Available records
---

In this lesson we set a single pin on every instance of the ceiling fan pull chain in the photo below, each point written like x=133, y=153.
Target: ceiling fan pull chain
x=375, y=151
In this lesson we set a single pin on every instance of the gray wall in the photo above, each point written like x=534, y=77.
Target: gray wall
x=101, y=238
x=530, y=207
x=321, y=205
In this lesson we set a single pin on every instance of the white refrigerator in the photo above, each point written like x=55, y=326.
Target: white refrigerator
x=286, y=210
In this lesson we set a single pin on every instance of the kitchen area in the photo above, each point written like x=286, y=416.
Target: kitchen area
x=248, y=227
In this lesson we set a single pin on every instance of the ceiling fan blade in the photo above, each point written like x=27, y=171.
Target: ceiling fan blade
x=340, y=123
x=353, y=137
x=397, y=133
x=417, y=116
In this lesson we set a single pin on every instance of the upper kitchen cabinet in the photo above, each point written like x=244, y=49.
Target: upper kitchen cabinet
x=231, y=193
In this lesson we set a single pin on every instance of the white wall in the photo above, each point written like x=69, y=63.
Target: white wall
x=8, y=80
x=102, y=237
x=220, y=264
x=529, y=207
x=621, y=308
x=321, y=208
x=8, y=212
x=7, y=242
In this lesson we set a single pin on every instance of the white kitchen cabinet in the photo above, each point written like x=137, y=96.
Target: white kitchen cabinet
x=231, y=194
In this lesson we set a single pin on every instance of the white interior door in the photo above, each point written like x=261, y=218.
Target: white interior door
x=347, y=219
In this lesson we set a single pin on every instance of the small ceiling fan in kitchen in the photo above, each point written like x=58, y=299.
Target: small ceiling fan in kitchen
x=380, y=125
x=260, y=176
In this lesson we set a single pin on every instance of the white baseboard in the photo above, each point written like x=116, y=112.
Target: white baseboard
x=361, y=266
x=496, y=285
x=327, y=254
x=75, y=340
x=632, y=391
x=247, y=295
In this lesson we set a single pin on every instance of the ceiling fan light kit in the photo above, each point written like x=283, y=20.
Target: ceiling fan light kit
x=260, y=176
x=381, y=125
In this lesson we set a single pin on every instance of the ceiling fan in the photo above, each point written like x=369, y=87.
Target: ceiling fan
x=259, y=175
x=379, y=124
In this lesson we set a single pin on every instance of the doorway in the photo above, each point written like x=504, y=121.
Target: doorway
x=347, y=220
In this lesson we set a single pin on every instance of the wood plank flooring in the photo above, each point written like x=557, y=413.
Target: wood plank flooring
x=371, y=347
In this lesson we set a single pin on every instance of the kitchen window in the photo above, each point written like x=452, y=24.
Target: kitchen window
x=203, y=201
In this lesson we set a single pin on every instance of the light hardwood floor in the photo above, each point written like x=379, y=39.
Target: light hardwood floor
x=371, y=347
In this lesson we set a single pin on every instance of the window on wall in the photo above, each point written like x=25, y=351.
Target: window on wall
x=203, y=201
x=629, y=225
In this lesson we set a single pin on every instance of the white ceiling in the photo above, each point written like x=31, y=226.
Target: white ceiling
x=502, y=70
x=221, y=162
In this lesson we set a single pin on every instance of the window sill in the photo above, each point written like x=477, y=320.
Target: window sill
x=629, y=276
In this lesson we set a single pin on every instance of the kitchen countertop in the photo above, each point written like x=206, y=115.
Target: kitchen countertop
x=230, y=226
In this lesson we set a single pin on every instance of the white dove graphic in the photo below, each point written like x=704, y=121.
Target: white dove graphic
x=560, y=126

---

Revise the records above so that "single pin" becomes "single marker" wherever it occurs. Keep every other word unchanged.

In this lesson we set a single marker on every instance of the ceiling fan pull chain in the photo below, each point written like x=133, y=153.
Target: ceiling fan pull chain
x=375, y=151
In this lesson we set a single marker on every instance of the gray wall in the photo above, each point written like x=534, y=77.
Target: gray wall
x=101, y=238
x=530, y=207
x=321, y=205
In this lesson we set a single marker on every instance of the white refrigerator in the photo above, each point written like x=55, y=326.
Target: white refrigerator
x=286, y=210
In this lesson we set a single marker on every instance of the kitchen area in the photo above, each point written like x=286, y=416.
Target: kitchen area
x=248, y=227
In this lesson we set a single marker on every instance of the ceiling fan blade in the photo above, each point written like x=27, y=171.
Target: ceiling fan blade
x=340, y=123
x=353, y=137
x=397, y=133
x=417, y=116
In this lesson we set a single marker on every instance of the upper kitchen cabinet in the photo above, each point written like x=244, y=49.
Target: upper kitchen cabinet
x=231, y=193
In this lesson we set a single marker on every instance of the white wall in the photo above, each point written like x=69, y=63.
Target: white wall
x=8, y=80
x=102, y=237
x=220, y=264
x=529, y=207
x=621, y=308
x=321, y=208
x=8, y=212
x=7, y=242
In this lesson we set a single marker on every instance of the white kitchen cabinet in the photo above, each point written like x=137, y=96.
Target: white kitchen cabinet
x=231, y=194
In this lesson we set a single marker on every instance of the white interior door in the photo above, each point written like x=261, y=218.
Target: white interior door
x=347, y=219
In this lesson we set a single marker on every instance of the small ceiling fan in kitchen in the photo above, each point written like x=58, y=299.
Target: small ceiling fan in kitchen
x=380, y=125
x=260, y=176
In this lesson we set a single marker on every instance of the white baseboard in the photo above, each point written like x=116, y=112.
Target: white baseboard
x=361, y=266
x=496, y=285
x=327, y=254
x=75, y=340
x=632, y=391
x=247, y=295
In this lesson we set a single marker on every instance of the ceiling fan light kit in the photo above, each point written like x=283, y=20.
Target: ceiling fan light kit
x=260, y=176
x=381, y=125
In this lesson we set a single marker on every instance of the ceiling fan in the photo above, each point written like x=369, y=87.
Target: ceiling fan
x=259, y=175
x=379, y=124
In this lesson we set a single marker on every instance of the doorway in the photo above, each point written like x=504, y=121.
Target: doorway
x=347, y=220
In this lesson we set a single marker on every instance of the wood plank flooring in the photo above, each point written like x=557, y=413.
Target: wood plank flooring
x=371, y=347
In this lesson we set a single marker on every instance of the kitchen window in the photo above, each point written like x=452, y=24.
Target: kitchen window
x=203, y=201
In this lesson we set a single marker on every instance of the light hardwood floor in the photo above, each point written like x=379, y=39.
Target: light hardwood floor
x=371, y=347
In this lesson we set a single marker on every instance of the window on wall in the photo above, each point written like x=25, y=351.
Target: window on wall
x=203, y=201
x=629, y=225
In this lesson we set a single marker on every instance of the white ceiling in the photo above, each point written like x=31, y=226.
Target: white ceiling
x=502, y=70
x=221, y=162
In this lesson we set a single marker on every instance of the window sill in the photo above, each point written like x=477, y=320.
Target: window sill
x=629, y=276
In this lesson we set a single marker on every instance of the kitchen countertop in the photo above, each point written like x=206, y=115.
Target: kitchen countertop
x=230, y=226
In this lesson we set a single marker on every instance of the white dove graphic in the photo below, each point written like x=704, y=121.
Target: white dove graphic
x=560, y=126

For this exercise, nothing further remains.